--- What this task involves ---
Set out every line of the items below as a numbered list, skipping the blank lines.

--- Input records ---

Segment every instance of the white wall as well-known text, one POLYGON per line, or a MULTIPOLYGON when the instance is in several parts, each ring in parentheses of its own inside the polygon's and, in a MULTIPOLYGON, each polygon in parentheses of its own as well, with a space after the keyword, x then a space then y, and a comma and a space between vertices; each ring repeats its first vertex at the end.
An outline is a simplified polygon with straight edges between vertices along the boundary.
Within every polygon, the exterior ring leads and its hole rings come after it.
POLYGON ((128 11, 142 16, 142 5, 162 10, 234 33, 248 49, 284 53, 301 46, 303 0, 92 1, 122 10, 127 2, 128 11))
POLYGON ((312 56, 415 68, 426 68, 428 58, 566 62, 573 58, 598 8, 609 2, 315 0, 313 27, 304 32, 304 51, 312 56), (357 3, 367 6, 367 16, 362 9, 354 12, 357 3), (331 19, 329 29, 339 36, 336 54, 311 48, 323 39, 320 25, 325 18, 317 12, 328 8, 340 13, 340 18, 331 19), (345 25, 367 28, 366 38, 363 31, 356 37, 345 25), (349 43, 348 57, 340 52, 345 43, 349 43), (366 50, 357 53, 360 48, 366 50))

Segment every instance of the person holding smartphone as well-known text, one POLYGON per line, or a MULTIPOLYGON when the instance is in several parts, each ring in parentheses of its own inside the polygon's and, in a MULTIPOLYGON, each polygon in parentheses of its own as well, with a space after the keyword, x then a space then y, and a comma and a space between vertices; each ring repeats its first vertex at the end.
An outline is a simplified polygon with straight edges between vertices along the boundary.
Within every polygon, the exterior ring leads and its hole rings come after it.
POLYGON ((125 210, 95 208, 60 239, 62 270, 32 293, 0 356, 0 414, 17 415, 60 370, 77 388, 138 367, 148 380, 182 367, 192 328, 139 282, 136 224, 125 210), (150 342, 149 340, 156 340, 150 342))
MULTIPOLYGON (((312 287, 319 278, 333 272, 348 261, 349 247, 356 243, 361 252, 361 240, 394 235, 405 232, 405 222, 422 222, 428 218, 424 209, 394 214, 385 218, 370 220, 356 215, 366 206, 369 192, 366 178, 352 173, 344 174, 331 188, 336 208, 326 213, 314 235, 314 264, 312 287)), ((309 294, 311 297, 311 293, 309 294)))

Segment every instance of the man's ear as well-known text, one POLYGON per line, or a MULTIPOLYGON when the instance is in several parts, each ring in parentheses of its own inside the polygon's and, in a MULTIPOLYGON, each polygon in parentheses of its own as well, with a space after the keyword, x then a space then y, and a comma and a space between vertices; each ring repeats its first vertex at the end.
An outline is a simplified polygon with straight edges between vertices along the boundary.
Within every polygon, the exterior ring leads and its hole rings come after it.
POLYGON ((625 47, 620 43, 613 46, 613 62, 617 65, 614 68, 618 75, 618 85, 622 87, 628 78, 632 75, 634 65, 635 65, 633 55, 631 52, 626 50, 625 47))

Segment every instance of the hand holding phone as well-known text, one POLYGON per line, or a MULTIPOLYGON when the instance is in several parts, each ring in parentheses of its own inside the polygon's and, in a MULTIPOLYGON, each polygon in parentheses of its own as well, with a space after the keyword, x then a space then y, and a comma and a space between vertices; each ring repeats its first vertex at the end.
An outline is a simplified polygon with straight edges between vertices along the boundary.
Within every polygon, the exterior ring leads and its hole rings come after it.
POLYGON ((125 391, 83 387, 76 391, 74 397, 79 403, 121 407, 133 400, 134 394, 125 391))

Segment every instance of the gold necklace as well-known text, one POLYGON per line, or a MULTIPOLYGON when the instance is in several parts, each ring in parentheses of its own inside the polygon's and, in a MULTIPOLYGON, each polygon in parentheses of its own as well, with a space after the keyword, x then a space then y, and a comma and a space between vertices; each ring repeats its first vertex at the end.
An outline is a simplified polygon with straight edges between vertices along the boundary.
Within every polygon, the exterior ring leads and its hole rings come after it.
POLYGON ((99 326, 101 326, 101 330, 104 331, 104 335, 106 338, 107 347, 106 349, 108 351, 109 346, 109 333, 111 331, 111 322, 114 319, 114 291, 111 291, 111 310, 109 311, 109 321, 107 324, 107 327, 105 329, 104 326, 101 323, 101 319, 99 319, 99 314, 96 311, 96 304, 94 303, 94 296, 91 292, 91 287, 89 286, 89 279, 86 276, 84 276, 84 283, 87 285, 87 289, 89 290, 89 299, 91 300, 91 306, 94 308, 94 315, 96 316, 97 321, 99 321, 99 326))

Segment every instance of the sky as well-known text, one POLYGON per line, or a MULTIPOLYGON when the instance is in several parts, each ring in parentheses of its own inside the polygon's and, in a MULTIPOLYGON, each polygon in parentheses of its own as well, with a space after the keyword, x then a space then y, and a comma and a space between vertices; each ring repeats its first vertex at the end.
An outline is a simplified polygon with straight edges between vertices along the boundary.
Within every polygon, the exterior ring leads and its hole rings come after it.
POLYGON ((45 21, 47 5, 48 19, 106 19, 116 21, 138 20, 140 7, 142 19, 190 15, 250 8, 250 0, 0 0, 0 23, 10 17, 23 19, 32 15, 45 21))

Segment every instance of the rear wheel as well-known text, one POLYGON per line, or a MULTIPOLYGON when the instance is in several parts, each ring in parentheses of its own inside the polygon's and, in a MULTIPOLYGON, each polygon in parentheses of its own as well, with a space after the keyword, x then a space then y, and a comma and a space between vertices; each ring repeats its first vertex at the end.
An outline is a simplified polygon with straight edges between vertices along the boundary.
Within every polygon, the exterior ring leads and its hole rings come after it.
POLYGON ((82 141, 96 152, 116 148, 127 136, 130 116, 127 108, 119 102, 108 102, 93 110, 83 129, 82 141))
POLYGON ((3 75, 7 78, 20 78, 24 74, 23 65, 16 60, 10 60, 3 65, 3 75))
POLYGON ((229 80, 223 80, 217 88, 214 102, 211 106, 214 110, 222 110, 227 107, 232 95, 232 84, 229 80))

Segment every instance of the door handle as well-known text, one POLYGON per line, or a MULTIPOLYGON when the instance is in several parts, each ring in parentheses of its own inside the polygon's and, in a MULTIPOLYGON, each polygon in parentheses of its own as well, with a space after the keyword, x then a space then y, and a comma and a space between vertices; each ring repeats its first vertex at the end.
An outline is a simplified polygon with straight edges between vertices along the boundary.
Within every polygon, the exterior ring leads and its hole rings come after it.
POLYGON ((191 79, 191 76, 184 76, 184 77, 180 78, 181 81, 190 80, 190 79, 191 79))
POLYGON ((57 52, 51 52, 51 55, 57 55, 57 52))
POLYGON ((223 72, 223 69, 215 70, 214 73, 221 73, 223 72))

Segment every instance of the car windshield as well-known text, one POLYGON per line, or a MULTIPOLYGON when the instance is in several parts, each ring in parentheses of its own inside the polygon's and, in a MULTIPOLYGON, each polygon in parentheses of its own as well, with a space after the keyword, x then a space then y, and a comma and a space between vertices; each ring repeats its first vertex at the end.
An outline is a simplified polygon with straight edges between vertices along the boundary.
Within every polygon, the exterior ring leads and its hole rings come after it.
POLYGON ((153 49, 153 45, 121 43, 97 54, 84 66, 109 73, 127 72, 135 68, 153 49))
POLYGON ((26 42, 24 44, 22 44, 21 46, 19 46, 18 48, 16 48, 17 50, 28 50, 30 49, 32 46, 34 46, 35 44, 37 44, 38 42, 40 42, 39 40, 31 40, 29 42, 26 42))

--- Answer below ---
1. Segment every instance of the white wall as well-known text, one POLYGON per line, or a MULTIPOLYGON when the instance is in several parts, each ring in parentheses of its own inside the polygon's and, in a MULTIPOLYGON, each polygon in parentheses of its own as well, with a space after the keyword, x then a space then y, and a comma and a space between vertices; each ring repeats its first vertex at the end.
2. An outline is a simplified polygon with straight edges between vertices along the boundary.
3. Within every polygon, the exterior ring leads and its hole rings come after it.
4. POLYGON ((128 11, 142 16, 142 5, 162 10, 234 33, 248 49, 284 53, 301 46, 303 0, 92 1, 122 10, 127 2, 128 11))
5. POLYGON ((312 56, 415 68, 426 68, 428 58, 566 62, 573 58, 598 8, 609 2, 315 0, 313 27, 304 32, 304 51, 312 56), (357 3, 367 6, 367 16, 362 9, 354 12, 357 3), (331 19, 329 29, 339 36, 336 54, 311 48, 323 39, 320 25, 325 18, 317 12, 328 8, 340 13, 340 18, 331 19), (345 25, 367 28, 366 38, 363 31, 356 37, 345 25), (349 43, 348 57, 340 52, 345 43, 349 43), (366 50, 357 53, 360 48, 366 50))
6. Segment every instance of the person holding smartphone as well-known text, one POLYGON per line, or a MULTIPOLYGON when the instance is in several parts, each ring in parentheses of its own inside the polygon's and, in a MULTIPOLYGON, each polygon in parentheses of its own as well, with a space after the keyword, x then a space then y, and a comma and a space between vertices; each ring repeats its first vertex at the end.
7. An outline is a simplified polygon with straight edges between vertices along the boundary.
8. Within every polygon, the exterior ring leads and its hole rings come after it.
9. POLYGON ((125 210, 95 208, 60 239, 62 270, 32 293, 0 356, 0 414, 17 415, 60 370, 77 388, 138 367, 148 380, 182 367, 192 328, 139 282, 136 224, 125 210), (150 342, 149 340, 156 340, 150 342))
10. MULTIPOLYGON (((312 287, 319 278, 333 272, 348 261, 349 247, 356 243, 361 252, 361 240, 394 235, 405 232, 405 222, 422 222, 428 218, 424 209, 394 214, 385 218, 370 220, 356 215, 366 206, 369 192, 366 178, 352 173, 344 174, 331 188, 336 208, 326 213, 314 235, 314 264, 312 287)), ((309 294, 311 297, 311 293, 309 294)))
11. Segment every instance of the man's ear as well-known text, one POLYGON per line, or a MULTIPOLYGON when the instance is in several parts, each ring in parentheses of its own inside the polygon's and, in a MULTIPOLYGON, each polygon in parentheses of its own as well, with a space after the keyword, x then a space then y, and a comma and a space between vertices; each ring repeats its first vertex at the end.
12. An outline is a simplified polygon with straight edges between vertices along the boundary.
13. Within every polygon, the exterior ring leads and its hole rings come after it.
14. POLYGON ((625 47, 620 43, 613 46, 613 62, 617 65, 614 68, 618 75, 618 85, 622 87, 628 78, 632 75, 634 65, 635 65, 633 55, 631 52, 626 50, 625 47))
15. Segment every instance of the hand holding phone as well-known text, one POLYGON per line, or a MULTIPOLYGON when the instance is in several parts, each ring in parentheses of its own inside the polygon's and, in a MULTIPOLYGON, each polygon in parentheses of its own as well, with a space after the keyword, x then a space then y, and a comma and a space between vertices; each ring repeats its first vertex at the end.
16. An outline is a simplified polygon with straight edges between vertices along the boundary.
17. Within every polygon, the exterior ring leads and its hole rings come after it.
18. POLYGON ((125 391, 83 387, 76 391, 74 397, 79 403, 121 407, 133 400, 134 394, 125 391))
19. Segment every instance of the gold necklace as well-known text, one POLYGON per line, or a MULTIPOLYGON when the instance is in several parts, each ring in parentheses of its own inside the polygon's and, in a MULTIPOLYGON, each polygon in parentheses of its own as well, with a space after the keyword, x then a space then y, and a comma and a space between vertices; each ring repeats its first vertex at the end.
20. An outline is a simplified polygon with straight edges between vertices along the boundary.
21. Within every polygon, the exterior ring leads and its hole rings come after it.
22. POLYGON ((99 326, 101 326, 101 330, 104 331, 104 335, 106 338, 107 347, 106 349, 108 351, 109 346, 109 333, 111 331, 111 322, 114 319, 114 291, 111 291, 111 310, 109 311, 109 321, 107 324, 107 327, 105 329, 104 326, 101 323, 101 319, 99 319, 99 314, 96 311, 96 304, 94 303, 94 296, 91 292, 91 287, 89 286, 89 279, 86 276, 84 276, 84 283, 87 285, 87 289, 89 290, 89 299, 91 300, 91 306, 94 308, 94 315, 96 316, 97 321, 99 321, 99 326))
23. Segment every instance of the sky as well-known text, one POLYGON per line, or a MULTIPOLYGON when the instance is in several parts, each ring in parentheses of its own inside the polygon's and, in a MULTIPOLYGON, each polygon in parentheses of its own as well, with a space after the keyword, x then a space then y, and a comma and a space between vertices; each ring repeats its first vertex at the end.
24. An outline is a simplified polygon with straight edges between vertices along the boundary.
25. Within every polygon, the exterior ring leads and its hole rings come after it.
26. POLYGON ((45 21, 47 5, 48 19, 106 19, 116 21, 138 20, 140 7, 142 19, 190 15, 250 8, 250 0, 0 0, 0 23, 10 17, 23 19, 32 15, 45 21))
27. Segment every instance of the rear wheel as well-known text, one POLYGON per line, or a MULTIPOLYGON when the instance is in several parts, each ring in parentheses of its own inside the polygon's and, in a MULTIPOLYGON, each polygon in parentheses of its own as well, with a space after the keyword, x then a space then y, and a comma and a space between vertices; each ring repeats its first vertex at the end.
28. An outline is a simplified polygon with straight edges between vertices along the boundary.
29. Within every polygon, the exterior ring leads and its hole rings come after it.
30. POLYGON ((82 141, 96 152, 116 148, 127 136, 130 116, 127 108, 119 102, 108 102, 93 110, 83 129, 82 141))
31. POLYGON ((3 75, 7 78, 20 78, 24 74, 23 65, 16 60, 10 60, 3 65, 3 75))
32. POLYGON ((229 80, 223 80, 217 88, 214 102, 211 106, 214 110, 222 110, 227 107, 232 95, 232 84, 229 80))
33. Segment every instance of the door handle as well-known text, one POLYGON per line, or a MULTIPOLYGON when the instance is in several parts, each ring in parentheses of its own inside the polygon's and, in a MULTIPOLYGON, each polygon in parentheses of its own as well, with a space after the keyword, x then a space then y, and a comma and a space between vertices; each ring repeats its first vertex at the end.
34. An outline is a simplified polygon with straight edges between vertices along the boundary.
35. Within every polygon, the exterior ring leads and its hole rings come after it.
36. POLYGON ((191 79, 191 76, 184 76, 184 77, 180 78, 181 81, 190 80, 190 79, 191 79))
37. POLYGON ((57 52, 51 52, 51 55, 57 55, 57 52))
38. POLYGON ((223 72, 223 69, 215 70, 214 73, 221 73, 223 72))
39. Segment every instance of the car windshield as well-known text, one POLYGON per line, or a MULTIPOLYGON when the instance is in several parts, each ring in parentheses of its own inside the polygon's and, in a MULTIPOLYGON, each polygon in parentheses of its own as well, with a space after the keyword, x then a space then y, and a comma and a space between vertices; each ring repeats its first vertex at the end.
40. An outline is a simplified polygon with straight edges between vertices along the boundary.
41. Within every polygon, the exterior ring leads and its hole rings come after it.
42. POLYGON ((153 49, 153 45, 121 43, 97 54, 84 66, 109 73, 127 72, 135 68, 153 49))
43. POLYGON ((26 42, 24 44, 22 44, 21 46, 19 46, 18 48, 16 48, 17 50, 28 50, 30 49, 32 46, 34 46, 35 44, 37 44, 38 42, 40 42, 39 40, 31 40, 29 42, 26 42))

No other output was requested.